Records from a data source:
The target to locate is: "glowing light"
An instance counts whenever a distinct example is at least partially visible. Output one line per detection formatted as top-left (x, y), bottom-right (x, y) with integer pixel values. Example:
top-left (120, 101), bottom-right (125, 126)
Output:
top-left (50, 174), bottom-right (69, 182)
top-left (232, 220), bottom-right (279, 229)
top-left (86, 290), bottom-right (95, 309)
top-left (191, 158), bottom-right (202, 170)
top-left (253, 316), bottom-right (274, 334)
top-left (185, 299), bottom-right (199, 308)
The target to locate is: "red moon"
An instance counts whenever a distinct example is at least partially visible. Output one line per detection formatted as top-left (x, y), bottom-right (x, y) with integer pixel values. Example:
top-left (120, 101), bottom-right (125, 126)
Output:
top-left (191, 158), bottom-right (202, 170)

**Exercise description:** All of the data needs to be reproduced exactly, with no line missing.

**Written answer:**
The target to locate is: "glowing light"
An instance counts whenever a distinct example is at least partially visible. Output one line per detection formatted as top-left (x, y), bottom-right (x, y) with integer pixel values. Example:
top-left (120, 101), bottom-right (125, 126)
Output:
top-left (50, 174), bottom-right (69, 182)
top-left (232, 220), bottom-right (279, 229)
top-left (86, 290), bottom-right (95, 309)
top-left (191, 158), bottom-right (202, 170)
top-left (253, 316), bottom-right (274, 334)
top-left (185, 299), bottom-right (199, 308)
The target to locate is: "red moon"
An instance counts whenever a distinct example is at least partially visible. Output one line per detection formatted as top-left (x, y), bottom-right (x, y) with integer pixel values. Example:
top-left (120, 101), bottom-right (125, 126)
Output:
top-left (191, 158), bottom-right (202, 170)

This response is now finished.